Through the end of the data below, output every line exactly, beginning with the line that contains "point_to marks one point per instance of the gray scrub".

Dataset Block Start

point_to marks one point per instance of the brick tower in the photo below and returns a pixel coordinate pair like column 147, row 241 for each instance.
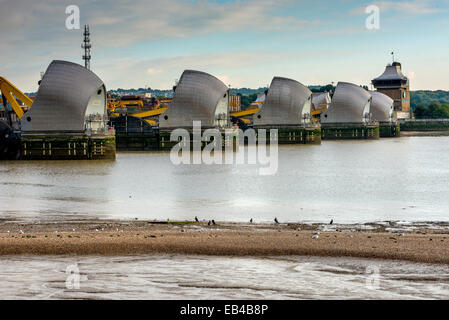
column 395, row 85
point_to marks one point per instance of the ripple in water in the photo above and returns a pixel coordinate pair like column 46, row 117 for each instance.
column 201, row 277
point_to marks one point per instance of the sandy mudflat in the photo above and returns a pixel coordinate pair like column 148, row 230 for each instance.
column 99, row 237
column 425, row 133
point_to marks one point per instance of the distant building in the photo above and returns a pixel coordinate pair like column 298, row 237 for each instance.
column 394, row 84
column 235, row 103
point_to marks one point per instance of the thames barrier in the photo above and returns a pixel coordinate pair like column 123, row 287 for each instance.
column 71, row 116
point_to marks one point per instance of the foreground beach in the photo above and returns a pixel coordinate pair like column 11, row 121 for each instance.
column 101, row 237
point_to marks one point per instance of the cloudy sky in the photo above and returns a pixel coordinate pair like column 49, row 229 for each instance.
column 138, row 43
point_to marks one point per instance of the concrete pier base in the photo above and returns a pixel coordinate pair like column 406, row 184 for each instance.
column 294, row 134
column 227, row 141
column 67, row 147
column 339, row 131
column 388, row 130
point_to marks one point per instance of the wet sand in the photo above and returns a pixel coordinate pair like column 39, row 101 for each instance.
column 100, row 237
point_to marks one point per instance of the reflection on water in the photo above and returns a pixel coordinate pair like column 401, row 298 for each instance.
column 198, row 277
column 350, row 181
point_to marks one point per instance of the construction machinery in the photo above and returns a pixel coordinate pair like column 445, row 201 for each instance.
column 9, row 95
column 9, row 135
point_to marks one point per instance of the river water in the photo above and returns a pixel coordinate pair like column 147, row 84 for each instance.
column 405, row 179
column 199, row 277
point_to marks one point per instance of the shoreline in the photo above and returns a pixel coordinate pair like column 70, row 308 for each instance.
column 117, row 237
column 436, row 133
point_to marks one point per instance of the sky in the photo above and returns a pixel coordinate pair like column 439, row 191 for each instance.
column 245, row 43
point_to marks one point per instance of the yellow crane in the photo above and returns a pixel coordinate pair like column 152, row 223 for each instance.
column 244, row 113
column 10, row 93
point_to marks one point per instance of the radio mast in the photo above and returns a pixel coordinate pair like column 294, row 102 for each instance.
column 86, row 46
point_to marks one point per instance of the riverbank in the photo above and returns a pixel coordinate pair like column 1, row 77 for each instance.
column 108, row 237
column 425, row 133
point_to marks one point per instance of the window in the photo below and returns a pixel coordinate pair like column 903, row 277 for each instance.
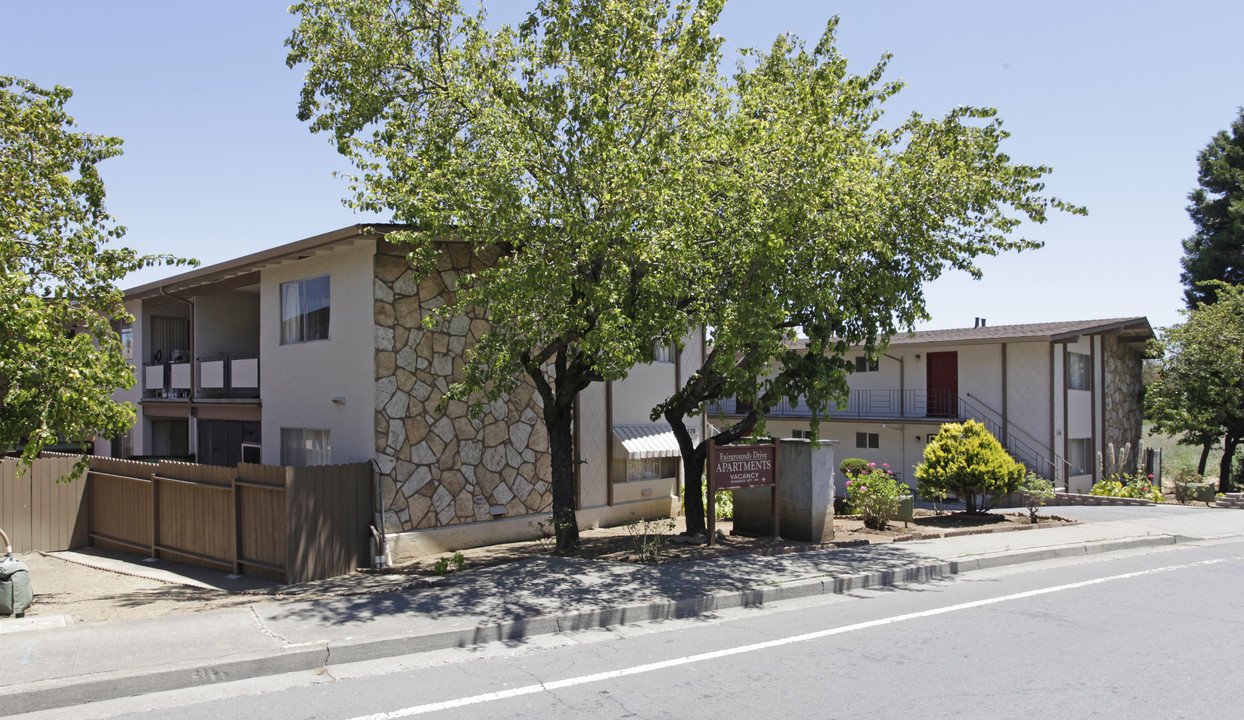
column 305, row 310
column 651, row 469
column 1080, row 455
column 304, row 447
column 1079, row 372
column 866, row 364
column 868, row 440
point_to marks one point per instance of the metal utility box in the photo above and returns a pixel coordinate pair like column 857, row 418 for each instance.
column 15, row 592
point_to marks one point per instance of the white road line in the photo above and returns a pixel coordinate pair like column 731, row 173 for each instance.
column 740, row 649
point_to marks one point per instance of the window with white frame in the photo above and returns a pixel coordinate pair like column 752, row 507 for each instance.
column 651, row 469
column 866, row 364
column 1079, row 372
column 305, row 310
column 304, row 447
column 1080, row 455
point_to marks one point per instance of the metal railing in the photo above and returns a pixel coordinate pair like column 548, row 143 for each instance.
column 228, row 377
column 167, row 381
column 875, row 404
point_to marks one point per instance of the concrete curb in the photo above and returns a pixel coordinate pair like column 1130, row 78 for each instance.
column 64, row 692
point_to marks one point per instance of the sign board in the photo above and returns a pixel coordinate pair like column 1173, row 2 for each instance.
column 735, row 466
column 744, row 466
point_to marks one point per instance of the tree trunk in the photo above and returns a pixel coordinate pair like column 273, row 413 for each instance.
column 1224, row 468
column 559, row 419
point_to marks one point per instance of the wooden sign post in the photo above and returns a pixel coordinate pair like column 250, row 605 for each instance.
column 733, row 466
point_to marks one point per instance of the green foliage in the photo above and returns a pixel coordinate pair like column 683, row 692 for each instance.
column 1137, row 489
column 1216, row 249
column 60, row 361
column 621, row 192
column 1036, row 493
column 852, row 466
column 649, row 537
column 968, row 461
column 875, row 495
column 1199, row 392
column 447, row 565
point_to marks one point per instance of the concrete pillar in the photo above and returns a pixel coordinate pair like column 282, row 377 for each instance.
column 805, row 495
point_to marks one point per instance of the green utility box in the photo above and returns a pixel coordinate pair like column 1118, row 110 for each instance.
column 15, row 592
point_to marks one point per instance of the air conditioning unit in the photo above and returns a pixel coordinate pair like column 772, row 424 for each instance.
column 250, row 453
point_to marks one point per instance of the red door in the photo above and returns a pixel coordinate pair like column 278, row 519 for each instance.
column 942, row 381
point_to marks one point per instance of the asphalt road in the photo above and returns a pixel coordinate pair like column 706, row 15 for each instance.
column 1143, row 634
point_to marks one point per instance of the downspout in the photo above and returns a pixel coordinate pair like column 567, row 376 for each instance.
column 193, row 427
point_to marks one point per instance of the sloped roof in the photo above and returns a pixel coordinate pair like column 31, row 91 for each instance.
column 1128, row 330
column 240, row 270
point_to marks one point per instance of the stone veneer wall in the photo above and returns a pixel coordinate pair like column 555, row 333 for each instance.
column 440, row 469
column 1121, row 401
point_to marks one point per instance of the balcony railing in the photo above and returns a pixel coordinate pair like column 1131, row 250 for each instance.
column 881, row 404
column 167, row 381
column 228, row 377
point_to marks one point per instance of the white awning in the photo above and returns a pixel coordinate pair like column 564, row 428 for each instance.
column 653, row 440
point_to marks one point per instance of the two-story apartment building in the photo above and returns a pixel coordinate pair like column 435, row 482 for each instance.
column 1054, row 393
column 315, row 352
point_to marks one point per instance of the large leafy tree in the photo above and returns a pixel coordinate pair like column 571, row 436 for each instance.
column 570, row 148
column 60, row 361
column 1199, row 388
column 631, row 193
column 830, row 228
column 1216, row 249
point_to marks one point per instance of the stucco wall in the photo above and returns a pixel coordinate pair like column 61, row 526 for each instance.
column 299, row 381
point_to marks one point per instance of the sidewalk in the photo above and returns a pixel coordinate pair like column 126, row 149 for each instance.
column 66, row 665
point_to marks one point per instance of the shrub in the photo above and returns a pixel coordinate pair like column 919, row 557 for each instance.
column 1189, row 486
column 968, row 461
column 852, row 466
column 648, row 537
column 1036, row 493
column 723, row 503
column 875, row 494
column 1140, row 489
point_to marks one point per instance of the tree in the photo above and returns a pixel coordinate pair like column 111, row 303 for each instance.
column 967, row 460
column 60, row 361
column 1199, row 391
column 569, row 148
column 631, row 193
column 1216, row 249
column 831, row 228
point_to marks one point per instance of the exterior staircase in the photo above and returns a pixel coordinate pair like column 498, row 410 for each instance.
column 1230, row 500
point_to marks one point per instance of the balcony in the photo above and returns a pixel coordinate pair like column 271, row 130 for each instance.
column 167, row 381
column 872, row 404
column 228, row 378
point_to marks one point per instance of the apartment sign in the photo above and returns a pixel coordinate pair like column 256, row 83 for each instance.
column 737, row 466
column 743, row 466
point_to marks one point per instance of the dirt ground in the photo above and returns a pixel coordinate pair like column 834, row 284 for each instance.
column 92, row 595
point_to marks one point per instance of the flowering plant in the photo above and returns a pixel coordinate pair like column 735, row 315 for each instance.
column 875, row 494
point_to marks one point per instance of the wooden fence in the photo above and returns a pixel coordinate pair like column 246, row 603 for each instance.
column 286, row 524
column 37, row 511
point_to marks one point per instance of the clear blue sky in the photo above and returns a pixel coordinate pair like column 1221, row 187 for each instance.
column 1116, row 97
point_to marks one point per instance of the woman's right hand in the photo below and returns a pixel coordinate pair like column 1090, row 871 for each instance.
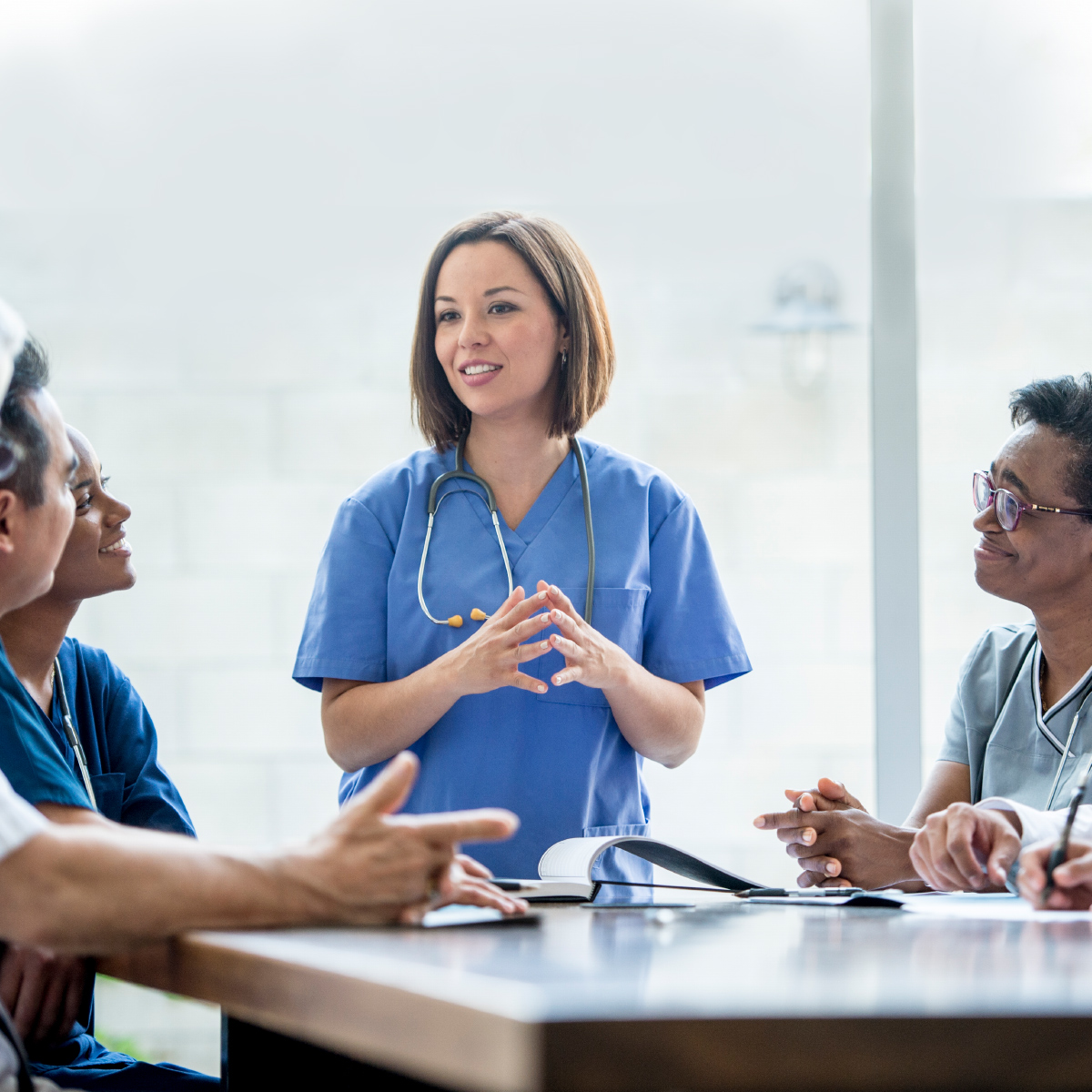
column 828, row 795
column 490, row 658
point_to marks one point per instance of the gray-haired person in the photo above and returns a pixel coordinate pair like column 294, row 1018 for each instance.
column 96, row 888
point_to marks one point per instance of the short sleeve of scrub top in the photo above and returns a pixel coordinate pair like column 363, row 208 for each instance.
column 997, row 726
column 558, row 760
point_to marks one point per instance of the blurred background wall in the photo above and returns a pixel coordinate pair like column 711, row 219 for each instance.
column 216, row 216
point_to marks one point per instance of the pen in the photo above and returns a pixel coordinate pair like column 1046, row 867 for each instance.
column 1060, row 850
column 781, row 893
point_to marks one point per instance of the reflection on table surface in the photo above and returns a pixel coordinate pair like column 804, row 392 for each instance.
column 722, row 958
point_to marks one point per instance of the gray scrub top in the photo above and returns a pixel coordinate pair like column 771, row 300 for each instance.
column 1015, row 751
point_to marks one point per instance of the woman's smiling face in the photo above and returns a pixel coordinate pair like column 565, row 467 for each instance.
column 97, row 558
column 497, row 334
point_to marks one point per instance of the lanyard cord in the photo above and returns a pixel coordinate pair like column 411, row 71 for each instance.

Dataset Block End

### Task solution
point_to marks one point per instance of the gray scrub top in the photo above and returns a pixel coordinate pair like column 771, row 300 for each instance.
column 1015, row 751
point_to marks one point per instance of the woman's smiling face in the photo above and returns a pixel coordinate pair like column 565, row 467 for each instance.
column 97, row 558
column 497, row 334
point_to marks one point per instance of the lanyard cord in the photo above and returns a pixel coordinate pair like column 411, row 71 for each instance.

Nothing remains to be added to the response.